Exercise description.
The lines to extract run from the first line of the entries through the line that contains "131L400 140L283 115L0"; reproduce exactly those lines and no others.

Record excerpts.
┄┄┄┄┄┄

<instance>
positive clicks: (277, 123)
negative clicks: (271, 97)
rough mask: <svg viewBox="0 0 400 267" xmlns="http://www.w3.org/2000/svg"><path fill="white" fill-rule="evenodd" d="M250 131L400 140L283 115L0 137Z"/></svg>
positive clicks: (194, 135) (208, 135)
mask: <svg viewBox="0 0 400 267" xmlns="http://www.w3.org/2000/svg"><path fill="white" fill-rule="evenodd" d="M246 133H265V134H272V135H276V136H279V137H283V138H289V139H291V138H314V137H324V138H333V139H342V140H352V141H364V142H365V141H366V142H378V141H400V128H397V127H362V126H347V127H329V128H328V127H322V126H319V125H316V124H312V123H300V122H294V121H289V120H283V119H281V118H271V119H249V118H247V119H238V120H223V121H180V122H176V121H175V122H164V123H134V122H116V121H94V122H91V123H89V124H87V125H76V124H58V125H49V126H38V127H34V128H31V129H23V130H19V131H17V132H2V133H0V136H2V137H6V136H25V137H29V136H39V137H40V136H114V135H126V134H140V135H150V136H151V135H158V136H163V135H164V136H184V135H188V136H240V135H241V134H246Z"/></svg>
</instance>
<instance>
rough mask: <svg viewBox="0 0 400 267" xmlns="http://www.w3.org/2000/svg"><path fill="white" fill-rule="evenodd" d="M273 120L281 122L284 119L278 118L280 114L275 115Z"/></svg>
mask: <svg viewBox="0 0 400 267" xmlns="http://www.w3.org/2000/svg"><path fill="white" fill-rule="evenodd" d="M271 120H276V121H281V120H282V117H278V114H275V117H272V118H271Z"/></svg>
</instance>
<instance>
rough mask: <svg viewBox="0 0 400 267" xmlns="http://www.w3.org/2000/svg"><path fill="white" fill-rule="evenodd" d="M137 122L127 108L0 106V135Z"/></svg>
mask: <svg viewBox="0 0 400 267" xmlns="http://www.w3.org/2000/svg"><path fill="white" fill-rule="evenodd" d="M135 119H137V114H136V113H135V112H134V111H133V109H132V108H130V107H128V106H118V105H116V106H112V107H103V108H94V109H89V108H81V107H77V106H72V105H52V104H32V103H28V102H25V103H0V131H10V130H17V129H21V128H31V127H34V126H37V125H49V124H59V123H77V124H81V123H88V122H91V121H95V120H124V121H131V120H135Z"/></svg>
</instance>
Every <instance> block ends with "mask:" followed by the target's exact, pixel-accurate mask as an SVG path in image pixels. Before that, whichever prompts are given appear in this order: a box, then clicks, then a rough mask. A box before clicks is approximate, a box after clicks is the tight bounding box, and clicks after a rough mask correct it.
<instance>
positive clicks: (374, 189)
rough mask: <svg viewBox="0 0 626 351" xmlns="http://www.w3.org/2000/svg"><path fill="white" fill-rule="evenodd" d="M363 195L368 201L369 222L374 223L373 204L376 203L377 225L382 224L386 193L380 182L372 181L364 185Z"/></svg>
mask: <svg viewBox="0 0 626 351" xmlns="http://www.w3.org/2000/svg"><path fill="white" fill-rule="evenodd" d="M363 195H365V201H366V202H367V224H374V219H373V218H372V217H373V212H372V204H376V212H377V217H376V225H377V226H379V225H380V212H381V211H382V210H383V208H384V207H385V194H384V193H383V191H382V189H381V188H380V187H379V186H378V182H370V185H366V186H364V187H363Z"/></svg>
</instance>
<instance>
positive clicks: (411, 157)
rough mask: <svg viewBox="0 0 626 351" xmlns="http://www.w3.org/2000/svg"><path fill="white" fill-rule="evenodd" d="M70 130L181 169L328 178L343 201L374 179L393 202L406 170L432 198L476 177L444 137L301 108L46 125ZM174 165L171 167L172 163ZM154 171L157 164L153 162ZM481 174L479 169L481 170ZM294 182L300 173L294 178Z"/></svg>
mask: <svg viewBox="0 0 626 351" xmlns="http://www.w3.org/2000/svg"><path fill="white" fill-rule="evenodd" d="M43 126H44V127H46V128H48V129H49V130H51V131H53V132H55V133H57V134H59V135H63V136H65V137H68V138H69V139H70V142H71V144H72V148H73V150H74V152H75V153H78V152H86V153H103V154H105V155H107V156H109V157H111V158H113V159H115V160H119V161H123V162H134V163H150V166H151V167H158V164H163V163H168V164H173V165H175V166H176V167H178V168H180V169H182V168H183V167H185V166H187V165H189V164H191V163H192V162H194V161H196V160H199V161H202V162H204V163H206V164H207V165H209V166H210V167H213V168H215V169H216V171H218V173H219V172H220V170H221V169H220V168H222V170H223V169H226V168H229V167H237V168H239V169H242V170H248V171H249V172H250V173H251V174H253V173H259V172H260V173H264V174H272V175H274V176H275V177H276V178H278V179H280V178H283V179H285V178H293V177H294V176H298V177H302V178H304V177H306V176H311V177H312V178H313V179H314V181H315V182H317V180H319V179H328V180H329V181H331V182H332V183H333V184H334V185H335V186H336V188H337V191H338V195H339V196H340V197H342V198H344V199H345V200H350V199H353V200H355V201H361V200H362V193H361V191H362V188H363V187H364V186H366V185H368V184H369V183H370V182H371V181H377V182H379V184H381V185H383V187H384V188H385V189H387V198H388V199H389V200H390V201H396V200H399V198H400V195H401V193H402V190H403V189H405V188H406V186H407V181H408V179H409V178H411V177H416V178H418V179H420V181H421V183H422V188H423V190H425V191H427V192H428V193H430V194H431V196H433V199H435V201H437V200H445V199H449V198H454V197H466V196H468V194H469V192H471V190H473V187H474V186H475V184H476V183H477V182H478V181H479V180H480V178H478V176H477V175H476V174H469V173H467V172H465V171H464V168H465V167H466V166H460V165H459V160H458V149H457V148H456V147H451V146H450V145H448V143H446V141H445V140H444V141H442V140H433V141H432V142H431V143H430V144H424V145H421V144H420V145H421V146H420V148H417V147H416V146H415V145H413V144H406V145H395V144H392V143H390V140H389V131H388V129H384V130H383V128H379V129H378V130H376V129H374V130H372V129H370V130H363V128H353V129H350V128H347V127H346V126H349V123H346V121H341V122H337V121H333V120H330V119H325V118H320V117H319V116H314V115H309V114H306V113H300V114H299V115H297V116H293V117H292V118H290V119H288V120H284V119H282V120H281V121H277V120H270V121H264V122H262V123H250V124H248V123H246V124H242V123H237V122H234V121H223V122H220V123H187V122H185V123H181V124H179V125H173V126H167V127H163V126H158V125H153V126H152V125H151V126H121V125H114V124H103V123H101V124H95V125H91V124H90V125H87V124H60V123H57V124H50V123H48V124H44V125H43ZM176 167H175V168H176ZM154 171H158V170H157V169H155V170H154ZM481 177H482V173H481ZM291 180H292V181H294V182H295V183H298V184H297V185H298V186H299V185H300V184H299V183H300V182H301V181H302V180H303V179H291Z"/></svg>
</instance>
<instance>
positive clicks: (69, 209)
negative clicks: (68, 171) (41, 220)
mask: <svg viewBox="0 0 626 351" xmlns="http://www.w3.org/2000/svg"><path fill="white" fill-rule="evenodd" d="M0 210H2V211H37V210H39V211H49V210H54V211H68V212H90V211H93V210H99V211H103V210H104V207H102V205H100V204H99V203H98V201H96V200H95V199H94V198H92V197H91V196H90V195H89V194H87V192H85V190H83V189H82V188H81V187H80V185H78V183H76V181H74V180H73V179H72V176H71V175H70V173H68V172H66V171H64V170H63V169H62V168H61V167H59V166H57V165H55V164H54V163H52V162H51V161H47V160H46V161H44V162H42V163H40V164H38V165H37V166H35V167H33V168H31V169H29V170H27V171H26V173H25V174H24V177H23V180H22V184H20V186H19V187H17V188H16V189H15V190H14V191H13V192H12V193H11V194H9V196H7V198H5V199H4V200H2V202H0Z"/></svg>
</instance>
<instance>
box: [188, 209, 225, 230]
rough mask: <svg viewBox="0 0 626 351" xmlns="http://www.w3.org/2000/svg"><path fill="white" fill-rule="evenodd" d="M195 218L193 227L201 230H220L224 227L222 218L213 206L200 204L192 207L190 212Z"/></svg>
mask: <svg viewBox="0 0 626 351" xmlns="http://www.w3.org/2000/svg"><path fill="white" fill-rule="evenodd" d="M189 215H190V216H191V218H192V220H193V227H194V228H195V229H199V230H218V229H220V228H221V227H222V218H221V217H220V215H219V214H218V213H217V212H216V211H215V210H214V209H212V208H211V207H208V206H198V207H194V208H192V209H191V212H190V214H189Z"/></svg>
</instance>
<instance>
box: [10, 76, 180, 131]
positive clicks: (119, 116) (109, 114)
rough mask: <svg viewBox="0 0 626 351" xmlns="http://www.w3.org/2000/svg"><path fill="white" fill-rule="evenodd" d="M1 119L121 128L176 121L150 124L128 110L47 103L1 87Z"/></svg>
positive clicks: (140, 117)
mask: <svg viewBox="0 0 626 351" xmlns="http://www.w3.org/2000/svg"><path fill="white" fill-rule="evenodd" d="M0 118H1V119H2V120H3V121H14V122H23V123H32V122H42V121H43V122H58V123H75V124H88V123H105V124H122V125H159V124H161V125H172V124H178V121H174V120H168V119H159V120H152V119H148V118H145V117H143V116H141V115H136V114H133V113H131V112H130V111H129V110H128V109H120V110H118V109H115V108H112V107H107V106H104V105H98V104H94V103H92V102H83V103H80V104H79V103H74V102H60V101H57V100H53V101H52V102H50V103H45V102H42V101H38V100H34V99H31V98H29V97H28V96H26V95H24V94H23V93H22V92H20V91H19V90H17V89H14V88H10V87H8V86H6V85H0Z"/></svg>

┄┄┄┄┄┄

Written reply.
<instance>
positive clicks: (277, 123)
negative clicks: (271, 97)
rough mask: <svg viewBox="0 0 400 267" xmlns="http://www.w3.org/2000/svg"><path fill="white" fill-rule="evenodd" d="M250 131L400 140L283 115L0 137Z"/></svg>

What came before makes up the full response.